[Saved data entries]
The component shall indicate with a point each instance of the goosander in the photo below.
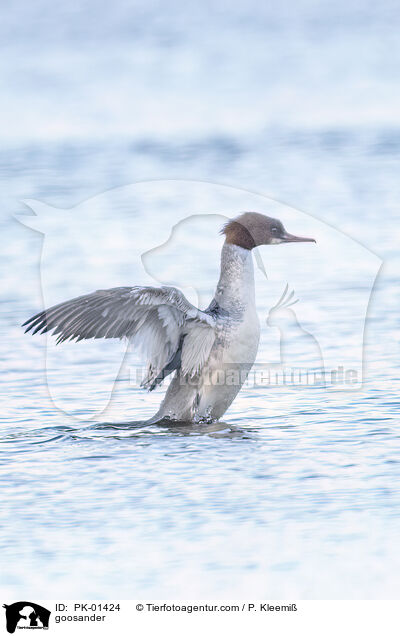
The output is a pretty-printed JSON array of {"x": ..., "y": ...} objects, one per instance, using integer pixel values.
[{"x": 209, "y": 351}]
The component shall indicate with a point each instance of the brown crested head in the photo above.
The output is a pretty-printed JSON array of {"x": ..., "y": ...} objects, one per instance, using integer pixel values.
[{"x": 251, "y": 229}]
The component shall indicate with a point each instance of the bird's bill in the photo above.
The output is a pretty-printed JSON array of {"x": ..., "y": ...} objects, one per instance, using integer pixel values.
[{"x": 291, "y": 238}]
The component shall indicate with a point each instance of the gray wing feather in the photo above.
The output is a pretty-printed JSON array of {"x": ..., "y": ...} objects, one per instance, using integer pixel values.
[{"x": 153, "y": 319}]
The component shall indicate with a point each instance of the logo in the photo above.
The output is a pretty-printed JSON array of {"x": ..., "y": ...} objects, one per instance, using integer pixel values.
[{"x": 26, "y": 615}]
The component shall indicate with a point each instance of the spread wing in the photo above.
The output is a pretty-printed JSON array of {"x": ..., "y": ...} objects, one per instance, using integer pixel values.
[{"x": 160, "y": 322}]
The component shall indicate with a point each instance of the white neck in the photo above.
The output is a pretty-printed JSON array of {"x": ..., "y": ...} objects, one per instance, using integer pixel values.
[{"x": 235, "y": 289}]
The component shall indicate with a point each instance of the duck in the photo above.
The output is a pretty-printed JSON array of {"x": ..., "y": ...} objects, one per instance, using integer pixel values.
[{"x": 209, "y": 352}]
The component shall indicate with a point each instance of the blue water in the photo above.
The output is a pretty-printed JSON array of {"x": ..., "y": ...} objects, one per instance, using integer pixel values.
[{"x": 296, "y": 493}]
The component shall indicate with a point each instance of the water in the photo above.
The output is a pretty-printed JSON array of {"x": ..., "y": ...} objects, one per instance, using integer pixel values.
[{"x": 295, "y": 494}]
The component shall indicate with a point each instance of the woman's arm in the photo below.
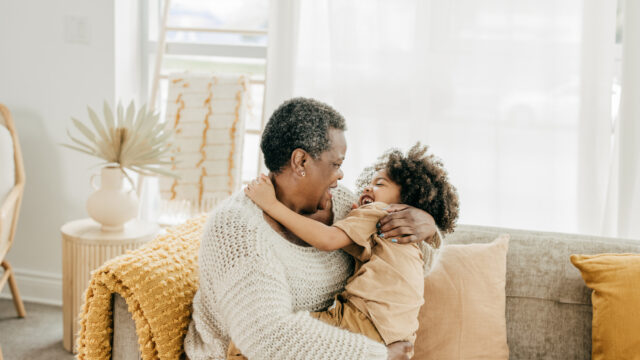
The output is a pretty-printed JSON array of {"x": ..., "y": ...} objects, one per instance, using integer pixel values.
[
  {"x": 314, "y": 233},
  {"x": 408, "y": 224}
]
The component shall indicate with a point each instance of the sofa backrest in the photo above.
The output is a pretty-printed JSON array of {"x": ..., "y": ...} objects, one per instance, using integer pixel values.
[{"x": 548, "y": 306}]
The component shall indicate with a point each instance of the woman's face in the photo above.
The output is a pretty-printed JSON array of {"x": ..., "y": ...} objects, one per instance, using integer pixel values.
[{"x": 323, "y": 173}]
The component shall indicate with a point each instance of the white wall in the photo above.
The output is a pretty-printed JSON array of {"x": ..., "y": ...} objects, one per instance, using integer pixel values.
[{"x": 47, "y": 75}]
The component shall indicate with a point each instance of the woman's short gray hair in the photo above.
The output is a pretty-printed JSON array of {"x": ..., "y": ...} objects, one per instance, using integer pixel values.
[{"x": 298, "y": 123}]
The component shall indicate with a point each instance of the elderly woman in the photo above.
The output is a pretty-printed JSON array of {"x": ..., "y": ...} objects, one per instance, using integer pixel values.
[{"x": 258, "y": 281}]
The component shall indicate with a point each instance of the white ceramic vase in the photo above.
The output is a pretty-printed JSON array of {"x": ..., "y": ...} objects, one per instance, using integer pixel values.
[{"x": 111, "y": 205}]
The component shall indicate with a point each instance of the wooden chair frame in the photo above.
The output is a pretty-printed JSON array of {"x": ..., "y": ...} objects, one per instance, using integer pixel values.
[{"x": 11, "y": 205}]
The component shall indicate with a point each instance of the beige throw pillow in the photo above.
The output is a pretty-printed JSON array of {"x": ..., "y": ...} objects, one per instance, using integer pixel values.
[{"x": 463, "y": 316}]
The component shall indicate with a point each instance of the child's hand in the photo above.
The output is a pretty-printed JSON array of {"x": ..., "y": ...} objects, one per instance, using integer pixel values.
[{"x": 261, "y": 191}]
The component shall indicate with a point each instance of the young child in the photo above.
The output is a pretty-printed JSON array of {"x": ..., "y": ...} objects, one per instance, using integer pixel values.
[{"x": 383, "y": 297}]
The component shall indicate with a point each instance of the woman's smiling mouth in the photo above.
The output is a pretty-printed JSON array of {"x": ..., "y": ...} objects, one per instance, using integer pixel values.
[{"x": 366, "y": 199}]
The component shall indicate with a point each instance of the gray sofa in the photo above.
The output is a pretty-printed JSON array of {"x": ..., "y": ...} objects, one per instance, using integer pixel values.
[{"x": 548, "y": 307}]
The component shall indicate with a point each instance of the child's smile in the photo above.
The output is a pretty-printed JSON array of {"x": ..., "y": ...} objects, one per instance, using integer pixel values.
[{"x": 381, "y": 189}]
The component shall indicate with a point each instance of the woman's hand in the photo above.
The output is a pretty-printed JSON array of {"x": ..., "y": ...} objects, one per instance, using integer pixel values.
[
  {"x": 261, "y": 191},
  {"x": 407, "y": 224},
  {"x": 399, "y": 350}
]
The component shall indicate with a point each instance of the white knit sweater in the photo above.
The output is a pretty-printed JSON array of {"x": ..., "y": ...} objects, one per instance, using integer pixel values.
[{"x": 257, "y": 288}]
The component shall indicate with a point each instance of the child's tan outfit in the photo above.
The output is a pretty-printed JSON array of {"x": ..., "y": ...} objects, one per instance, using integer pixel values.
[{"x": 386, "y": 289}]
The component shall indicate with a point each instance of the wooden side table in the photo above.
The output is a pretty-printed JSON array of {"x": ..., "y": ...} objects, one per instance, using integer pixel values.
[{"x": 85, "y": 247}]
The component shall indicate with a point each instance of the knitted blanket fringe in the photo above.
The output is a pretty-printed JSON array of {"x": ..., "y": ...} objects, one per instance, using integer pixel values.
[{"x": 158, "y": 282}]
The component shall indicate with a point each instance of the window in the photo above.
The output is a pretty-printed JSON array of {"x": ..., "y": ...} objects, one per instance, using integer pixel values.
[
  {"x": 221, "y": 36},
  {"x": 216, "y": 36}
]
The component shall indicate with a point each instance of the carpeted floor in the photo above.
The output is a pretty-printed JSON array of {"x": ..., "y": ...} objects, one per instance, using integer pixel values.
[{"x": 36, "y": 337}]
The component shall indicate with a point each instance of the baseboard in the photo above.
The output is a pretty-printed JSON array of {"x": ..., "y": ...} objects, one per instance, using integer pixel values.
[{"x": 36, "y": 286}]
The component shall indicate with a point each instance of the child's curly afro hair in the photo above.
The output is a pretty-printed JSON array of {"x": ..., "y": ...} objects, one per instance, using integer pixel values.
[{"x": 424, "y": 183}]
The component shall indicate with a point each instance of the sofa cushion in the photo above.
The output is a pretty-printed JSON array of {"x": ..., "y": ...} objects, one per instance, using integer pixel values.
[
  {"x": 463, "y": 316},
  {"x": 548, "y": 304},
  {"x": 614, "y": 279}
]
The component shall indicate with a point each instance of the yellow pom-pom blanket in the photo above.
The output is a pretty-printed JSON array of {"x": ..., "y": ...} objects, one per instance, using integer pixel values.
[{"x": 158, "y": 282}]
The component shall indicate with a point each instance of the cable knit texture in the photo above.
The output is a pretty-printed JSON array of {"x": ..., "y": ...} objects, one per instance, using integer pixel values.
[
  {"x": 158, "y": 282},
  {"x": 258, "y": 288}
]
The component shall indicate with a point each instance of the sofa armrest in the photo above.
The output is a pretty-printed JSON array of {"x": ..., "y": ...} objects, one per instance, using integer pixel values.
[{"x": 125, "y": 339}]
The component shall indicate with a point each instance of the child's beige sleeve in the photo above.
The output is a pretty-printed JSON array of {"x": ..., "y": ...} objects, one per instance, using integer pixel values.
[{"x": 359, "y": 225}]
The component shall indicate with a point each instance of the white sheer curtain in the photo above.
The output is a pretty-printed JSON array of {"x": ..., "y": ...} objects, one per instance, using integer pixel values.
[
  {"x": 622, "y": 212},
  {"x": 500, "y": 90}
]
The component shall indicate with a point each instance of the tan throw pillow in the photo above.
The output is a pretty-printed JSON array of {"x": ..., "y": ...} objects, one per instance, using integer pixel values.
[
  {"x": 463, "y": 316},
  {"x": 614, "y": 279}
]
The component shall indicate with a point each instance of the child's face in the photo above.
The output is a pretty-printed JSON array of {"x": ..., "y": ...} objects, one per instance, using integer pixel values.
[{"x": 381, "y": 189}]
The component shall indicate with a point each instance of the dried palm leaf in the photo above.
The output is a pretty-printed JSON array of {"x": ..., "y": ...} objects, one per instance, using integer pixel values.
[{"x": 131, "y": 140}]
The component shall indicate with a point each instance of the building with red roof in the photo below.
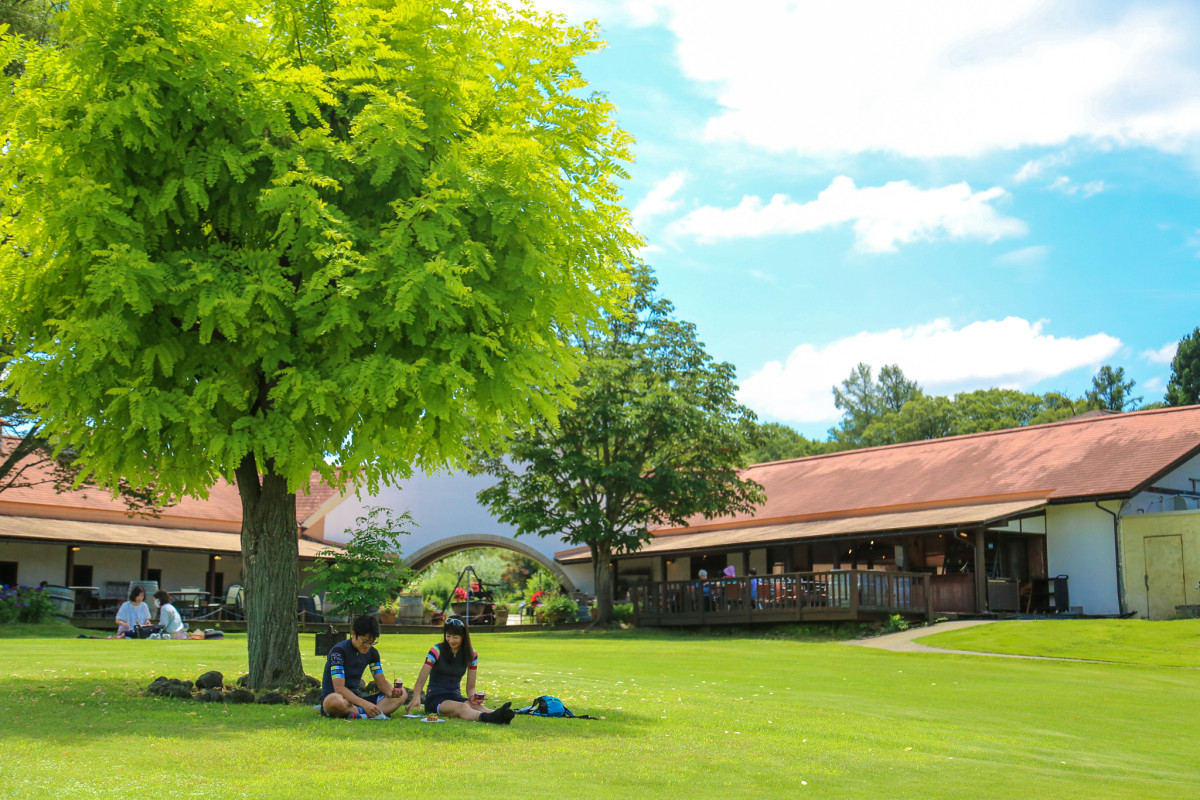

*Exercise task*.
Filter the records above, keeping every line that contains the string "below", and copy those lines out. Treat uppercase and lowercase as different.

*Task response*.
The component shall indicate with a point each instance of the goosander in the photo below.
The component shall indicate with a point each instance of the woman's arm in the photo below.
The component shall indicate with a point each instance of the building with red roof in the photo below.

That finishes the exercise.